(TEXT FOR ANALYSIS begins)
When Therapy Doesn’t Work: Understanding Nonresponse and Adherence in Fertility-Related CBT

Navigating Therapy Challenges During Infertility

Seeking therapy during infertility can feel like a lifeline—something to help you stay afloat when the process gets emotionally overwhelming. Cognitive Behavioral Therapy (CBT) is often recommended to help with the anxiety, depression, and hopelessness that can show up during fertility treatment. It’s structured, skills-based, and can be delivered in person or online. But what happens when it doesn’t seem to work?

A recent study published in BMC Psychiatry explored this exact question: why some women don’t respond to CBT during fertility treatment, and what factors might predict whether someone benefits from therapy—or drops out early. Their findings offer a much-needed look at the emotional realities behind the numbers, and how we can better support people when standard therapy approaches fall short.

Key Findings

  • Higher distress = lower response: Women with elevated anxiety and depression scores before starting therapy were 1.4 to 2 times more likely to not improve, whether they did online or in-person CBT.

  • Some factors were protective: Lower education level, longer marriage duration, having a dual infertility diagnosis (both male and female factors), and a diagnosis of mixed anxiety/depression reduced the risk of nonresponse.

  • Adherence was mixed: Some participants dropped out early—defined as attending fewer than 4 of 8 sessions—but the study couldn’t pinpoint specific predictors for dropout.

Why This Matters

In my work with clients navigating infertility, I know that therapy isn’t one-size-fits-all. Some clients find relief through CBT’s structure and coping tools. Others need something gentler, more relational, or more focused on grief, trauma, or body-based work.

That’s why I don’t just rely on one model. I use a variety of approaches—sometimes integrating CBT, other times using narrative therapy, mindfulness-based interventions, or just providing a steady, nonjudgmental space to fall apart. The key is finding what works for that particular moment in someone’s fertility journey.

This study is an important reminder that when therapy doesn’t seem to “work,” it’s not a personal failure. It’s often about timing, emotional readiness, or the need for something different. The more we understand these dynamics, the more we can adjust and support people where they truly are.
(TEXT FOR ANALYSIS ends)
(SUPPLIED MATERIAL begins)
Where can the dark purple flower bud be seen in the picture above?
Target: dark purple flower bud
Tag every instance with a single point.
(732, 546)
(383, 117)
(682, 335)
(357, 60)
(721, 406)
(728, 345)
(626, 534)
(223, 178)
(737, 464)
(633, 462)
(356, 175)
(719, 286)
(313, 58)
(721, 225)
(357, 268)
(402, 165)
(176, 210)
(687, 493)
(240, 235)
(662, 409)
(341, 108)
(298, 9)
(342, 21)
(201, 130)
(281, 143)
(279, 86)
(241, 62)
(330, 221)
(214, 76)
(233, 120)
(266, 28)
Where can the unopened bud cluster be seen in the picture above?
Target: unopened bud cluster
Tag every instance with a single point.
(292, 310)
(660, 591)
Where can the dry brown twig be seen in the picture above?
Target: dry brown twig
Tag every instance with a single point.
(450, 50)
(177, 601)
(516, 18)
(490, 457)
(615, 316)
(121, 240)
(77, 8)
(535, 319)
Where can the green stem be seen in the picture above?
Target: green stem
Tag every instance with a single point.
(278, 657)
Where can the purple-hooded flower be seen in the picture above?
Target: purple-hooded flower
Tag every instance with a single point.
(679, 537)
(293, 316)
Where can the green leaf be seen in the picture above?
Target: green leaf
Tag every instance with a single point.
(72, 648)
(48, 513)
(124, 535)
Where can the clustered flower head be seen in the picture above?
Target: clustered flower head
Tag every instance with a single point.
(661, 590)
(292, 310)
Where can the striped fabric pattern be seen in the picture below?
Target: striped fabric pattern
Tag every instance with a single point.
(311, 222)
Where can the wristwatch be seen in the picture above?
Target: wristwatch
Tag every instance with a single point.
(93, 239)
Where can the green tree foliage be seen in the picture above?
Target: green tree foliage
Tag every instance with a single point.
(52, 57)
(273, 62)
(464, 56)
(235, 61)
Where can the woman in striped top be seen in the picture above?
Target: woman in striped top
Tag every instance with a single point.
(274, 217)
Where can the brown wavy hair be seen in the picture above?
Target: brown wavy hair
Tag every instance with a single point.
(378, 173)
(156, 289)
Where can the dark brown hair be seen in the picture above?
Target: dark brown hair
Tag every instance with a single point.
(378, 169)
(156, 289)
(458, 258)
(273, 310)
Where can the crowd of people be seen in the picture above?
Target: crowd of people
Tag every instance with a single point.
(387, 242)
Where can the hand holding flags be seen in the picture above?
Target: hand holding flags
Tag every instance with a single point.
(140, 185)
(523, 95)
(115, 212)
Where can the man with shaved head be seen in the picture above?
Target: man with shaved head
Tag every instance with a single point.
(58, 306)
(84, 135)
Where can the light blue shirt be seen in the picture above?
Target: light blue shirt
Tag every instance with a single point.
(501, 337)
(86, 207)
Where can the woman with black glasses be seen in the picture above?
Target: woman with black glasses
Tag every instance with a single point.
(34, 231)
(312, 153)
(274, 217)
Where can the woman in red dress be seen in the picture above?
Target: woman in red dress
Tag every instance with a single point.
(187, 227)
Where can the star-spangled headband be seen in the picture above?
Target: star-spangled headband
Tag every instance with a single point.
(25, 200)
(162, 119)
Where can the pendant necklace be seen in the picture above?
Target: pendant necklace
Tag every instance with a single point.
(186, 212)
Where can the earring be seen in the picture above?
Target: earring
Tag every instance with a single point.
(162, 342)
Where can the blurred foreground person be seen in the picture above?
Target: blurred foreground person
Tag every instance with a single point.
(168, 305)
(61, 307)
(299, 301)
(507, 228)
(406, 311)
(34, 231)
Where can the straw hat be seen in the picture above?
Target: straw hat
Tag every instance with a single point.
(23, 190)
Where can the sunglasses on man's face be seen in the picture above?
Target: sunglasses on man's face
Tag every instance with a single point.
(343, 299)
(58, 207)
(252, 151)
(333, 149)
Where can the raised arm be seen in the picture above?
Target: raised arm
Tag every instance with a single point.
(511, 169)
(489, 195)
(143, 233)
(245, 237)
(SUPPLIED MATERIAL ends)
▸ **TASKS TO PERFORM**
- 1) In the article on fertility-related CBT, rewrite everything from "That’s why I" down to "they truly are.", swapping "steady" for "calm".
- 2) In the article on fertility-related CBT, which journal published the study it discusses?

▸ **TASK-BY-TASK OUTPUTS**
- 1)
That’s why I don’t just rely on one model. I use a variety of approaches—sometimes integrating CBT, other times using narrative therapy, mindfulness-based interventions, or just providing a calm, nonjudgmental space to fall apart. The key is finding what works for that particular moment in someone’s fertility journey.

This study is an important reminder that when therapy doesn’t seem to “work,” it’s not a personal failure. It’s often about timing, emotional readiness, or the need for something different. The more we understand these dynamics, the more we can adjust and support people where they truly are.

- 2) BMC Psychiatry